Task statement => Give the data as a JSON list of strings, one string per line and blank lines omitted, starting at the line that contains "Segment every instance of the viaduct" and ending with the last line of the data, both included.

Records provided =>

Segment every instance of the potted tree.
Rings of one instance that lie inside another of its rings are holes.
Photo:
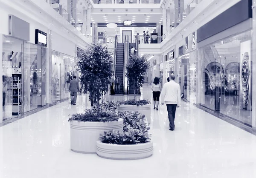
[[[146,100],[137,100],[136,91],[144,83],[144,76],[149,67],[149,63],[143,56],[134,55],[130,57],[126,66],[126,76],[133,87],[134,99],[117,102],[119,111],[137,111],[146,116],[148,123],[151,121],[150,103]]]
[[[137,112],[119,112],[124,122],[123,131],[110,131],[101,134],[97,141],[97,154],[103,158],[138,159],[153,154],[153,142],[148,133],[150,127],[144,115]]]
[[[85,113],[70,118],[71,149],[76,152],[93,153],[99,134],[113,129],[121,130],[122,120],[119,118],[116,104],[100,103],[113,74],[112,58],[107,48],[100,43],[91,44],[79,52],[78,57],[81,88],[84,93],[89,92],[90,99],[96,100],[96,103]]]

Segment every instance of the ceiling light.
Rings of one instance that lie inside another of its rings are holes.
[[[114,29],[117,27],[117,24],[115,23],[110,23],[107,24],[107,27],[110,29]]]

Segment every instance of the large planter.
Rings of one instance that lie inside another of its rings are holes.
[[[123,120],[103,122],[70,122],[71,150],[81,153],[96,153],[96,141],[100,134],[110,130],[122,131]]]
[[[153,142],[136,145],[117,145],[97,141],[97,154],[112,159],[134,160],[149,157],[153,154]]]
[[[120,104],[118,107],[119,111],[138,111],[139,113],[144,115],[148,124],[150,123],[151,121],[151,105],[150,104],[145,104],[143,106],[128,105]]]

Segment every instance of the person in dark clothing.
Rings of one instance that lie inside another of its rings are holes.
[[[145,33],[145,31],[143,31],[143,41],[144,42],[144,43],[146,43],[146,34]]]
[[[77,98],[77,92],[79,89],[79,82],[76,80],[76,76],[74,76],[73,77],[73,80],[70,81],[69,87],[69,90],[70,92],[71,105],[76,105],[76,98]]]
[[[146,42],[147,43],[148,43],[148,38],[149,38],[149,35],[148,34],[148,32],[147,32],[147,34],[146,34]]]

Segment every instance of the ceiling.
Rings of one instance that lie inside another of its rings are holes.
[[[161,14],[92,14],[92,22],[96,23],[122,23],[124,20],[133,20],[133,23],[157,23],[163,20]],[[106,20],[108,20],[106,21]]]

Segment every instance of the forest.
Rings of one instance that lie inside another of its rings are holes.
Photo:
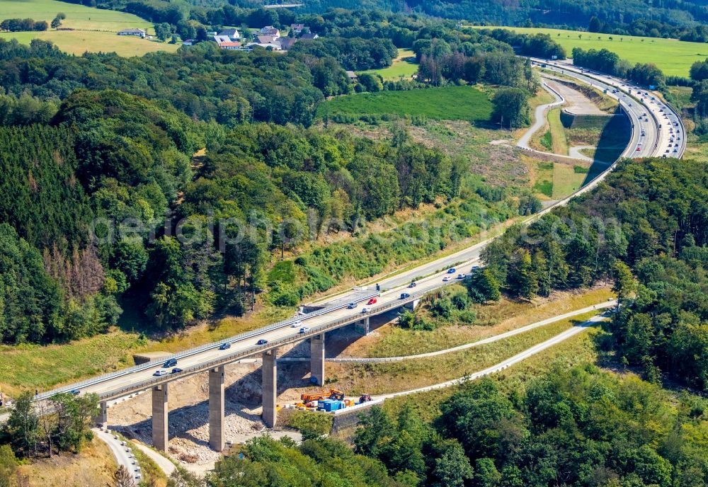
[[[705,164],[624,161],[589,195],[510,229],[483,258],[524,299],[615,282],[622,306],[603,346],[652,380],[706,390],[707,196]]]

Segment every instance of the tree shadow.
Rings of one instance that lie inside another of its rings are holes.
[[[622,110],[618,107],[615,114],[621,113]],[[600,134],[593,163],[581,188],[598,177],[619,159],[629,143],[631,135],[629,118],[627,116],[612,117],[605,125]]]

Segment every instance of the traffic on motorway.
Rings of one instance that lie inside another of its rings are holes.
[[[635,122],[638,139],[633,140],[633,156],[680,158],[686,148],[685,128],[678,113],[661,95],[626,80],[565,61],[532,58],[532,62],[561,74],[570,75],[604,91],[622,103]]]
[[[534,61],[537,64],[547,62]],[[569,74],[601,90],[606,90],[608,95],[617,98],[634,125],[632,144],[636,145],[628,148],[628,150],[632,149],[632,156],[668,154],[680,157],[683,154],[685,147],[683,123],[675,112],[661,102],[653,92],[640,91],[637,86],[605,75],[587,70],[581,70],[581,72],[571,65],[551,66],[550,69]],[[667,150],[668,152],[666,152]],[[333,329],[333,326],[344,326],[371,314],[387,311],[396,304],[404,304],[401,300],[410,300],[412,297],[422,296],[442,285],[467,278],[469,273],[476,270],[479,254],[485,244],[486,241],[481,242],[452,256],[393,276],[386,282],[384,287],[389,289],[385,291],[377,290],[375,292],[365,289],[360,290],[348,302],[344,301],[341,304],[188,350],[164,362],[151,362],[56,389],[41,394],[37,399],[42,399],[53,394],[66,391],[72,394],[95,393],[101,399],[115,399],[120,397],[117,394],[122,392],[125,392],[124,395],[127,395],[141,390],[141,387],[145,389],[156,383],[166,382],[186,374],[202,372],[205,369],[203,367],[206,365],[219,361],[224,363],[228,363],[229,360],[237,361],[247,356],[244,354],[254,355],[274,346],[303,340],[323,331]],[[462,263],[457,263],[460,261]],[[456,266],[439,270],[443,268],[443,264],[447,265],[445,267],[450,264],[455,264]],[[411,278],[411,276],[428,275],[430,275],[423,278]],[[364,305],[361,311],[353,311],[358,309],[360,304]]]

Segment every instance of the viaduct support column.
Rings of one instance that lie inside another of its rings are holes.
[[[209,371],[209,446],[224,449],[224,366]]]
[[[354,329],[366,336],[369,334],[369,316],[362,319],[354,325]]]
[[[108,404],[105,401],[98,403],[98,414],[93,418],[93,423],[102,430],[108,426]]]
[[[310,382],[324,383],[324,333],[310,338]]]
[[[277,348],[263,352],[263,366],[261,367],[263,419],[263,423],[268,428],[273,428],[278,418],[278,410],[275,405],[275,399],[278,398],[278,366],[275,360],[277,353]]]
[[[167,383],[152,388],[152,446],[167,451]]]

Solution =>
[
  "Segment every instance of the viaduct support column.",
  "Rings of one instance that lie inside another of its rings are holes.",
  "[[[209,371],[209,446],[224,449],[224,366]]]",
  "[[[354,329],[366,336],[369,334],[369,316],[362,319],[354,325]]]",
  "[[[108,404],[105,401],[98,403],[98,414],[93,418],[93,423],[102,430],[108,426]]]",
  "[[[310,382],[324,383],[324,333],[310,338]]]",
  "[[[277,348],[263,352],[263,366],[261,367],[263,419],[263,423],[268,428],[273,428],[278,418],[278,410],[275,405],[275,399],[278,398],[278,366],[275,360],[277,353]]]",
  "[[[167,383],[152,388],[152,446],[167,451]]]"
]